Rewrite the items from the line with "For quality assurance, please confirm whether any red" through the end of the items, keeping the requests as they are, and shift every bounding-box coordinate in the answers by -101. Leave the numbers in the requests and their format lines unchanged.

## start

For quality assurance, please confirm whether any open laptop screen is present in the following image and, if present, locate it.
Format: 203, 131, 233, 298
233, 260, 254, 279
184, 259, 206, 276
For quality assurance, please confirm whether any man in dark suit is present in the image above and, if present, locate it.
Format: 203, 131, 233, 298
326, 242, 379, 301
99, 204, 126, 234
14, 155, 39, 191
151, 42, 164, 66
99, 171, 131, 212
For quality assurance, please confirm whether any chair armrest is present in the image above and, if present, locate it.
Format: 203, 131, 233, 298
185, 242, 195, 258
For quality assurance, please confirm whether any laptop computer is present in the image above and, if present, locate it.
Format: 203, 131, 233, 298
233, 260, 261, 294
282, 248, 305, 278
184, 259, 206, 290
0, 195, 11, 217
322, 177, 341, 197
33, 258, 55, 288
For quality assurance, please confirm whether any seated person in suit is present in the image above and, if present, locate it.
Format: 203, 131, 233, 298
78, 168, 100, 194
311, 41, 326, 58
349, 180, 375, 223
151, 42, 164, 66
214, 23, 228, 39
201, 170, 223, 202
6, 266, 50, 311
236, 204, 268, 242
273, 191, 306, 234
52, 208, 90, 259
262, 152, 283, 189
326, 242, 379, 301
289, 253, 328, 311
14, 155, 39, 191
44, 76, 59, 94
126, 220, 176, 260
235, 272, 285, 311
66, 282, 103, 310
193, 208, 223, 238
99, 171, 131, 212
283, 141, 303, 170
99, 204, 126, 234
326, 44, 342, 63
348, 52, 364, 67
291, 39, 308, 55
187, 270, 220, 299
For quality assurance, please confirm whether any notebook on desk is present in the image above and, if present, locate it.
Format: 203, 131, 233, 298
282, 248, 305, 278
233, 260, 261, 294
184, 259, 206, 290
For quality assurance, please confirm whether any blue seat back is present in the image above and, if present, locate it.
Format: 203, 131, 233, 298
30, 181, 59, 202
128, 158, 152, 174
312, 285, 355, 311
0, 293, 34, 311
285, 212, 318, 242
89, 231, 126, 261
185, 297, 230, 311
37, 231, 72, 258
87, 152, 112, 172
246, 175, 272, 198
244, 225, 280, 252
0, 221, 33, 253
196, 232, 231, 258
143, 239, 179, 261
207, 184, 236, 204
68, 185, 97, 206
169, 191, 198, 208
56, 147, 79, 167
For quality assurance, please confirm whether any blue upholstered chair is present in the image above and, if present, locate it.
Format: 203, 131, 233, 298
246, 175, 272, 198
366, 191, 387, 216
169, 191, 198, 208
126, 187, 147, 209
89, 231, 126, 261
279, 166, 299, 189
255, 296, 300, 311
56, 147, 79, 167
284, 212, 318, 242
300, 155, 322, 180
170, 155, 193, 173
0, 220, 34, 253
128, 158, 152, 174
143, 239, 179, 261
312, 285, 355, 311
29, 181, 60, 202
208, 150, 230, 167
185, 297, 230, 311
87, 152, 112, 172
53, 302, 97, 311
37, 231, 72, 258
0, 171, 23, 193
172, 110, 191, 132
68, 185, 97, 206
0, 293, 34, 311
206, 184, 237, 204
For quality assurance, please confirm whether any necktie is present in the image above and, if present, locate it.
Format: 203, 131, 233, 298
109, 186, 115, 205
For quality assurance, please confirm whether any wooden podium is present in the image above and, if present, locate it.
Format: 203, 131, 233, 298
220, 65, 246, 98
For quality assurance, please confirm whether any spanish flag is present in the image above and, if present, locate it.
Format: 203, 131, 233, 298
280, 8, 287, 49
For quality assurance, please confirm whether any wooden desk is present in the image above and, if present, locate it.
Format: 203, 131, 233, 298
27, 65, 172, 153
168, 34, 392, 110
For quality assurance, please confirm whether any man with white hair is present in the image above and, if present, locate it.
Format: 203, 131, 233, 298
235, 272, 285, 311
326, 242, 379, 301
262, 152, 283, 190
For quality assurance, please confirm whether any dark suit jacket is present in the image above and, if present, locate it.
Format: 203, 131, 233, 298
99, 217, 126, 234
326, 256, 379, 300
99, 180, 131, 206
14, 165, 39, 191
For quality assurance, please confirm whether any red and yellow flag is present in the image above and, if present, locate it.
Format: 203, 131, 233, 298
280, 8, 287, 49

## end

[Expected output]:
For quality assurance, please confirm whether any red and yellow flag is present in the image above and, if present, locate it.
Format: 203, 131, 233, 298
179, -93, 186, -52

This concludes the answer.